[PROVIDED TEXT — start]
As a nonprofit focused on providing no cost legal services to crime victims, the Oregon Crime Victims Law Center (OCVLC) has been busy the past few months providing a variety of services to crime victims of all types and from areas around the state.
In Columbia County, OCVLC successfully helped a child sex abuse victim and her family assert their right to a speedy trial in a case that had been pending since 2012. After OCVLC got involved, no further continuances were requested and the defendant ultimately settled the case through a plea deal.
In Clackamas County, OCVLC agreed to help a stalking victim with the legal issue of clarifying her Stalking Protective Order, originally granted in 2001. Since that time, due to court error on the original judgment, it had become unclear whether the order was permanent and should be entered into law enforcement databases. OCVLC filed a motion to correct the judgment on the victim’s behalf, and the Court granted the motion and signed a new, corrected, permanent Stalking Protective Order.
[PROVIDED TEXT — finish]
[DATA SUPPLIED — start]
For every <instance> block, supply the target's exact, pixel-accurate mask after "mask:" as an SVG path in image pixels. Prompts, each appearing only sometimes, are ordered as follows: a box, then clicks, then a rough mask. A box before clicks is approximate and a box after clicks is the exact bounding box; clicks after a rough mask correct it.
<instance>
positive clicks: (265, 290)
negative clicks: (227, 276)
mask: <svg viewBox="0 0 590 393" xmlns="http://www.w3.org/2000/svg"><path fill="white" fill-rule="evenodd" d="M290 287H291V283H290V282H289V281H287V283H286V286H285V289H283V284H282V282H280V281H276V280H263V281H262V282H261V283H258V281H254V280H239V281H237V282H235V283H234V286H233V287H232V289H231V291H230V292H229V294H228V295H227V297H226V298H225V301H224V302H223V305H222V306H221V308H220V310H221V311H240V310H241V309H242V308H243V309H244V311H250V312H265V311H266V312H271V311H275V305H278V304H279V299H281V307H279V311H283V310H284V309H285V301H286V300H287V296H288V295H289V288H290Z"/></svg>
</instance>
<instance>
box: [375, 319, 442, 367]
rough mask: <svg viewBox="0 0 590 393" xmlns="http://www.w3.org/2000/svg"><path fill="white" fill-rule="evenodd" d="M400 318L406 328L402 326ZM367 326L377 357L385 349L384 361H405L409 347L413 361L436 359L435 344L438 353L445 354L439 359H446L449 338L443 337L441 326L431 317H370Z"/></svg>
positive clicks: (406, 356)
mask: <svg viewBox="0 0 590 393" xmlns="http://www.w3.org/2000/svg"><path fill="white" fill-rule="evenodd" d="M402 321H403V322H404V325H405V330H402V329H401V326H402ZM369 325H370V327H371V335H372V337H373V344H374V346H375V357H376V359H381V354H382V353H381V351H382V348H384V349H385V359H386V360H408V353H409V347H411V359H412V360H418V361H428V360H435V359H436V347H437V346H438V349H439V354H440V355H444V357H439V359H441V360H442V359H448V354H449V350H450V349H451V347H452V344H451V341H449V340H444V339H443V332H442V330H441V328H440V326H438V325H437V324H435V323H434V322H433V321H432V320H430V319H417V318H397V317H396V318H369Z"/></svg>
[DATA SUPPLIED — finish]
WHAT NEEDS TO BE DONE :: Rewrite the text about the Oregon Crime Victims Law Center from "In Clackamas County, OCVLC" up to and including "Stalking Protective Order.", swapping "motion" for "petition".

ANSWER TO THE EXERCISE ::
In Clackamas County, OCVLC agreed to help a stalking victim with the legal issue of clarifying her Stalking Protective Order, originally granted in 2001. Since that time, due to court error on the original judgment, it had become unclear whether the order was permanent and should be entered into law enforcement databases. OCVLC filed a petition to correct the judgment on the victim’s behalf, and the Court granted the petition and signed a new, corrected, permanent Stalking Protective Order.